====== Input rows

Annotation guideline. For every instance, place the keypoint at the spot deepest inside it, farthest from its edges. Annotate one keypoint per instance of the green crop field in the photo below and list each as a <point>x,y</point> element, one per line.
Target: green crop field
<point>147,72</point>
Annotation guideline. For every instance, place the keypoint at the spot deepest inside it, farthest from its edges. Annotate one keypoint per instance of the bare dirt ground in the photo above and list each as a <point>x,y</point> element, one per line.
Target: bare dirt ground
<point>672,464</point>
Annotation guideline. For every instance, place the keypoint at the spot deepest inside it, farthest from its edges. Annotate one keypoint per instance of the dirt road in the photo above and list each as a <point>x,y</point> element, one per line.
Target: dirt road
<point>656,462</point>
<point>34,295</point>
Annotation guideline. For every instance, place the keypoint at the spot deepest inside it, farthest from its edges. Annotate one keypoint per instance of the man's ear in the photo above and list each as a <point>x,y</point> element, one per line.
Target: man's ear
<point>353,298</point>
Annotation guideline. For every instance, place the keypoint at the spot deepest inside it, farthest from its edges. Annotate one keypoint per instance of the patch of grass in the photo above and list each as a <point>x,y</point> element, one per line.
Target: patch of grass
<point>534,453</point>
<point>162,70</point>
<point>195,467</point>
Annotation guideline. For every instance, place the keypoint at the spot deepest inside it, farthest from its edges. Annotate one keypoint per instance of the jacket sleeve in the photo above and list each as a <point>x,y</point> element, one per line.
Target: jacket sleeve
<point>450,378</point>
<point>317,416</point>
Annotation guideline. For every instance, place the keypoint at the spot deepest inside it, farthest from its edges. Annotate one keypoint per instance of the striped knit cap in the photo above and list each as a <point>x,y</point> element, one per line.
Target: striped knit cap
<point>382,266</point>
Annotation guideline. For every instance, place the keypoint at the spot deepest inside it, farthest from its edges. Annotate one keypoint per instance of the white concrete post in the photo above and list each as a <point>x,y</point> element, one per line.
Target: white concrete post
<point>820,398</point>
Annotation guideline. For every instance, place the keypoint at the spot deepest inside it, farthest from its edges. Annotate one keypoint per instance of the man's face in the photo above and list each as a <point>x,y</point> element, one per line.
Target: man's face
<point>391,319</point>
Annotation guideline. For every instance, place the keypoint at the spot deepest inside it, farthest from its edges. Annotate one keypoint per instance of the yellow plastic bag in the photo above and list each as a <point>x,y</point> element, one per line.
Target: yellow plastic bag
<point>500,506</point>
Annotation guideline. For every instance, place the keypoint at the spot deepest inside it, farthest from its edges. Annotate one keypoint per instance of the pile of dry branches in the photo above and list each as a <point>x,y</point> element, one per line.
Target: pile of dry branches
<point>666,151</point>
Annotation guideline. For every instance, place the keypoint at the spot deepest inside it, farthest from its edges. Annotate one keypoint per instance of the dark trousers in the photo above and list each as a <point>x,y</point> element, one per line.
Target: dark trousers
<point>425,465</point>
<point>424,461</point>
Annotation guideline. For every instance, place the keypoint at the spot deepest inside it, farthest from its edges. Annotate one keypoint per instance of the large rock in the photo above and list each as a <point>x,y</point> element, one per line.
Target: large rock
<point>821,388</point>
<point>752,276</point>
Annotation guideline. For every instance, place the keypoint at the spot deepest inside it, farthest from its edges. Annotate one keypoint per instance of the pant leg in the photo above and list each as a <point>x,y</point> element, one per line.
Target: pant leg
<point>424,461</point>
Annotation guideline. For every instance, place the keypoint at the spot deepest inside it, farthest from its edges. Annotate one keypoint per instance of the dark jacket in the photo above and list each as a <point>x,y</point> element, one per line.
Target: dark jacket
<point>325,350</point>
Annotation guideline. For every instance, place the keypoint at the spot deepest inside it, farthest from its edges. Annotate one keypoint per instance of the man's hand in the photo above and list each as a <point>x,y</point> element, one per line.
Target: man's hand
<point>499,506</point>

============

:: Stated exercise ::
Output an exact copy of the lines beginning at the one that holds "the dark jacket" and running through the final line of the records.

:: The reply ::
Annotation guideline. For every instance, place the keypoint at the spot deepest inside it, farthest from its edges. Annotate one keypoint per instance of the dark jacket in the photo above and list each as a <point>x,y</point> element, one per line.
Target: dark jacket
<point>325,350</point>
Annotation guideline. For every instance, place the keypoint at the spot deepest inside it, farthest from its edges. Annotate one keypoint per instance of the man's hand in the photo above and list each as a <point>x,y</point> element, one per line.
Target: man's hand
<point>499,506</point>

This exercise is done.